● ASSIGNED TASK: Reproduce the passage of the satirical calendar below, starting with "15—A barge loaded" and going on through "of their lives.".

3—Comedian Danny Kaye dies moments after granting an interview to Bob Woodward.
7—In the widening scandal on Wall Street, the heads of three major investment firms rob a liquor store.
9—In Tallahassee, state legislators agree on a plan to tax professionals who perform services. A few hours later, they decide it also should apply to lawyers.
11—Florida Governor “Bob” Martinez, who ran for office on a platform of opposing taxes, announces that he will support the new tax on services, until it is passed, then he will call for a referendum so voters can vote against the tax, although he will campaign for the tax, but then he will change his mind and announce that he is calling a special session of the Legislature to repeal the tax. Everybody naturally assumes that the governor is joking.
13—Noncandidate Mario Cuomo, carrying out his normal duties as governor of New York state, meets with the heads of state of England, France, Norway, Sweden, and Germany.
15—A barge loaded with garbage sets out into the Atlantic under the command of explorer/author Thor Heyerdahl, who is seeking to prove his theory that South America could have been discovered by ancient mariners sailing from Islip, Long Island, in crude garbage barges.
18—The Southern Methodist University football team is suspended from intercollegiate athletics when National Collegiate Athletic Association investigators, after taking urine samples, determine that the school’s leading rusher, majoring in communications, is a horse. 2
1—The IRS releases an even newer, simpler W-4 form in response to complaints from a number of taxpayers, all of whom will be audited for the rest of their lives.
23—The Southern Methodist University horse is drafted by the Kansas City Chiefs.

● PROVIDED DATA:

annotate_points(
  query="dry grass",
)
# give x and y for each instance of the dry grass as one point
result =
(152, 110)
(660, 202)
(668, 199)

● TASK OUTPUT:
15—A barge loaded with garbage sets out into the Atlantic under the command of explorer/author Thor Heyerdahl, who is seeking to prove his theory that South America could have been discovered by ancient mariners sailing from Islip, Long Island, in crude garbage barges.
18—The Southern Methodist University football team is suspended from intercollegiate athletics when National Collegiate Athletic Association investigators, after taking urine samples, determine that the school’s leading rusher, majoring in communications, is a horse. 2
1—The IRS releases an even newer, simpler W-4 form in response to complaints from a number of taxpayers, all of whom will be audited for the rest of their lives.